→ **Selected excerpt**:
*** Block opens ***
There is nothing simple about managing industrial automation software systems.
- Why do we need to update our SCADA or Industrial Automation software?
- How often do we need to upgrade our Industrial Automation software?
- Why are staging environments important?
- How many staging environments do I need?
- What is configuration management and why is it important?
- High level recommendations to avoid disaster
Applications aside, many factors are interwoven, and a narrow focus approach is a system killer. The Application guy may say, “let’s load the latest” (because that gives the latest features), but what are we agreeing to (or recommending) when that is the single topic of discussion? The approach to managing software systems in modern times has been elevated to a critical systems thinking for many organisations even if the organisation is not operating “critical infrastructure”. This thinking has been further extended so that software is now part of the safety consideration that must be assessed.
Remotely operating plant, equipment and any assets have become the latest expected practice, however the human element, arguably the most important part of remote management should have had a step change in terms of security, staging practice and systems engineering practice. Our guess is that many software systems have jumped forward in terms of functional capability and most likely security. However, we have significant doubts that the systems management practice and business processes are keeping pace with the increasing demand for ensuring software systems are safe and secure to operate.
*** Block closes ***
→ **Data extract**:
*** Block opens ***
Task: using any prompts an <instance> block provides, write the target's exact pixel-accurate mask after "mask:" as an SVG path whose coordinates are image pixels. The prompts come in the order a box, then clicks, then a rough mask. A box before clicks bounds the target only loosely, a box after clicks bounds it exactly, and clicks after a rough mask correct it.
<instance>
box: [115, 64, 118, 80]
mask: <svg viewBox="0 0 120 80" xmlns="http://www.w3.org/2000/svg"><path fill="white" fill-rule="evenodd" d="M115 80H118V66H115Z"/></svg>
*** Block closes ***
→ **Exercise directions**: Please retype the whole piece on industrial automation software word for word. The lines come from a different source than the piece on industrial automation software.

→ **Response**:
There is nothing simple about managing industrial automation software systems.
- Why do we need to update our SCADA or Industrial Automation software?
- How often do we need to upgrade our Industrial Automation software?
- Why are staging environments important?
- How many staging environments do I need?
- What is configuration management and why is it important?
- High level recommendations to avoid disaster
Applications aside, many factors are interwoven, and a narrow focus approach is a system killer. The Application guy may say, “let’s load the latest” (because that gives the latest features), but what are we agreeing to (or recommending) when that is the single topic of discussion? The approach to managing software systems in modern times has been elevated to a critical systems thinking for many organisations even if the organisation is not operating “critical infrastructure”. This thinking has been further extended so that software is now part of the safety consideration that must be assessed.
Remotely operating plant, equipment and any assets have become the latest expected practice, however the human element, arguably the most important part of remote management should have had a step change in terms of security, staging practice and systems engineering practice. Our guess is that many software systems have jumped forward in terms of functional capability and most likely security. However, we have significant doubts that the systems management practice and business processes are keeping pace with the increasing demand for ensuring software systems are safe and secure to operate.